#### [Given task]
The entries below contain pictures. Retype everything except those pictures, exactly as given.

(Dataset items)
..............................
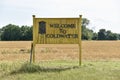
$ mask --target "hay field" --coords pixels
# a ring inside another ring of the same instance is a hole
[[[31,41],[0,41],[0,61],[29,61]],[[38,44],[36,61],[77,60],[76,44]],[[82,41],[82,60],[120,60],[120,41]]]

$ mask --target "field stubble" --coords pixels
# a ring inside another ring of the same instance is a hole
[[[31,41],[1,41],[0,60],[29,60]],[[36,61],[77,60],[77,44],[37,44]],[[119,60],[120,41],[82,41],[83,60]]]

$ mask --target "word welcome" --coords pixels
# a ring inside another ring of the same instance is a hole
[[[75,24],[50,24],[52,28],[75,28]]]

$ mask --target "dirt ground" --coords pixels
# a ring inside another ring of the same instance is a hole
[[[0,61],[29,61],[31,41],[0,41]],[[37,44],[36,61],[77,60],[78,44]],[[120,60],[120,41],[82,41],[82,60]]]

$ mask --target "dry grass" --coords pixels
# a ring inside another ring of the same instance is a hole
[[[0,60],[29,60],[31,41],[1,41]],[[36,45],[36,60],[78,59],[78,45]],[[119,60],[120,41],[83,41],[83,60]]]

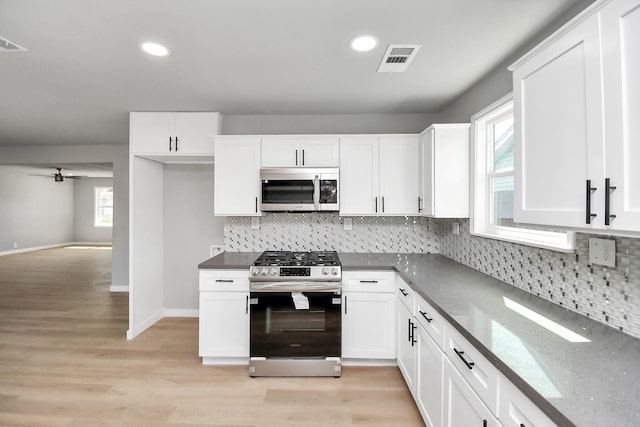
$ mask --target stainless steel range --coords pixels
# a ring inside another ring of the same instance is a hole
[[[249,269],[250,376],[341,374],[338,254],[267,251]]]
..............................
#### [Exercise answer]
$ mask --target "hay field" --coords pixels
# a ring inside another ring of the same instance is a hole
[[[31,41],[0,41],[0,61],[29,61]],[[38,44],[36,61],[77,60],[76,44]],[[82,41],[82,60],[120,60],[120,41]]]

$ mask --target "field stubble" --coords pixels
# a ring inside another ring of the same instance is a hole
[[[31,41],[1,41],[0,60],[29,60]],[[36,61],[77,60],[77,44],[37,44]],[[119,60],[120,41],[82,41],[83,60]]]

$ mask --target "word welcome" --coords pixels
# a ring inside another ring of the same instance is a hole
[[[75,24],[50,24],[52,28],[75,28]]]

$ mask --target "dirt ground" --coords pixels
# a ring inside another ring of the same instance is a hole
[[[0,61],[29,61],[31,41],[0,41]],[[37,44],[36,61],[77,60],[78,44]],[[120,60],[120,41],[82,41],[82,60]]]

$ mask --target "dry grass" --coords pixels
# a ring inside another ring of the same instance is a hole
[[[0,60],[29,60],[31,41],[1,41]],[[36,45],[36,60],[78,59],[78,45]],[[119,60],[120,41],[83,41],[83,60]]]

$ mask --target stainless steel range --coords pixels
# a ring inside another ring of the same instance is a hole
[[[249,269],[250,376],[341,374],[338,254],[267,251]]]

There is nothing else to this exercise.